- Instructions for the task:
Copy every one of the records below word for word, keeping each line unchanged.
***
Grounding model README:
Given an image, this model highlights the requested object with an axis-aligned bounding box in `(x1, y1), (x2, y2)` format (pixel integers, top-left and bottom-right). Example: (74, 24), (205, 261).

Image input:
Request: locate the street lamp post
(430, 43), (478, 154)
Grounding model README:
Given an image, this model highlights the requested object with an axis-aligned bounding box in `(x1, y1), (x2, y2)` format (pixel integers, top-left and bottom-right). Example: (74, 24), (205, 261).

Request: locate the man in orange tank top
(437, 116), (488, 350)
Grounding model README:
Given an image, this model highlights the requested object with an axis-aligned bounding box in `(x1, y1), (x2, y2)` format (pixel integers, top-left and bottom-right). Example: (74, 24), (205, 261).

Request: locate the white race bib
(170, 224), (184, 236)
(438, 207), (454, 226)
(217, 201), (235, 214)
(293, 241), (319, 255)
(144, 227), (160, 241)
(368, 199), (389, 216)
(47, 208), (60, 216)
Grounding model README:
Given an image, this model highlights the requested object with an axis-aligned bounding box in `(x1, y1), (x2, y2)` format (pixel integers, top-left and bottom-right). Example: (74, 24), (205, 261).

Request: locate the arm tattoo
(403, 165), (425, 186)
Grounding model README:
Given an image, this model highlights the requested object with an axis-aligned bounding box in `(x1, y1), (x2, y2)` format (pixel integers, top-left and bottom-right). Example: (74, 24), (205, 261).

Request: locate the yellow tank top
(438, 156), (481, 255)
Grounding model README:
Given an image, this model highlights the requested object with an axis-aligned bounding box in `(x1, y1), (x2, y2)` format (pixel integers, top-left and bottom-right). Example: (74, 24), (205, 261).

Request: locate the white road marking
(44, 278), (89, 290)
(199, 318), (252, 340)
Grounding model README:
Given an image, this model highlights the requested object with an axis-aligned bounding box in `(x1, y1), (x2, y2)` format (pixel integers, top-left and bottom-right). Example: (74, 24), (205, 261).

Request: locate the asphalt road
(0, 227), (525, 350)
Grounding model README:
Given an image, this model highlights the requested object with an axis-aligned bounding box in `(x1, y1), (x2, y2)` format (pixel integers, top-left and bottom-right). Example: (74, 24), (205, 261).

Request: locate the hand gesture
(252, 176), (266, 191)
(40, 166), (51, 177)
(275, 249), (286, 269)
***
- Solution to this problem:
Grounding model README:
Given an image, this model highlights the requested object with an axis-aligned bounding box in `(x1, y1), (x2, y2)` format (pixel integers, top-left and bottom-right). Example: (74, 24), (205, 261).

Image input:
Request: locate the street lamp post
(430, 43), (478, 154)
Grounding model README:
Given an image, this model highlights the requested object with an axis-aligned bounding box in `(x1, y1), (x2, y2)` format (pixel integers, top-left and bottom-right). Example: (74, 24), (205, 261).

Request: locate the man in orange tank top
(437, 116), (488, 350)
Grounding model README:
Given an image, this model highlights the requested object with an axis-aligned bounding box in `(x1, y1), (x2, y2)` format (pixel integers, top-left and bottom-right). Example: (74, 24), (205, 261).

Request: locate the white race bib
(170, 224), (184, 236)
(438, 207), (454, 226)
(217, 201), (235, 214)
(293, 241), (319, 255)
(144, 227), (160, 241)
(368, 199), (389, 216)
(47, 208), (60, 216)
Grounding model README:
Given an image, this model highlights the requested object with an axis-aligned bounding box in `(x1, y1), (x2, y2)` format (pixel integers, top-left and bottom-right). Example: (74, 24), (205, 261).

Request: locate the arm tattoo
(403, 165), (425, 186)
Grounding model README:
Given an image, this model highlights the requested object with an axis-aligned bounding box in `(x1, y1), (x2, y2)` format (pixel integers, top-left and bottom-right). Example: (74, 24), (205, 261).

Request: locate the yellow tank top
(438, 156), (481, 255)
Grounding model README:
Given an image, this model highlights the requested object with an axis-aligned bounding box in `(x1, y1), (x2, y2)` format (pixel integers, top-left and bottom-right). Example: (74, 24), (205, 261).

Request: locate the white road marking
(44, 278), (89, 290)
(199, 318), (252, 340)
Grounding model README:
Given an image, this model highlights the requested object with an axis-aligned bounding box in `(x1, y1), (x2, y2)` format (pixel integers, top-left and bottom-right). Example: (74, 24), (205, 261).

Request: locate the asphalt road
(0, 227), (525, 350)
Grounding model README:
Given an image, this model highlights the requested object with an axis-aligned bounding box in `(x1, y1), (x2, y2)` format (pixel integers, top-left and bottom-right). Example: (74, 24), (205, 261).

Request: locate the hand gesture
(252, 176), (266, 191)
(40, 166), (51, 177)
(275, 249), (286, 269)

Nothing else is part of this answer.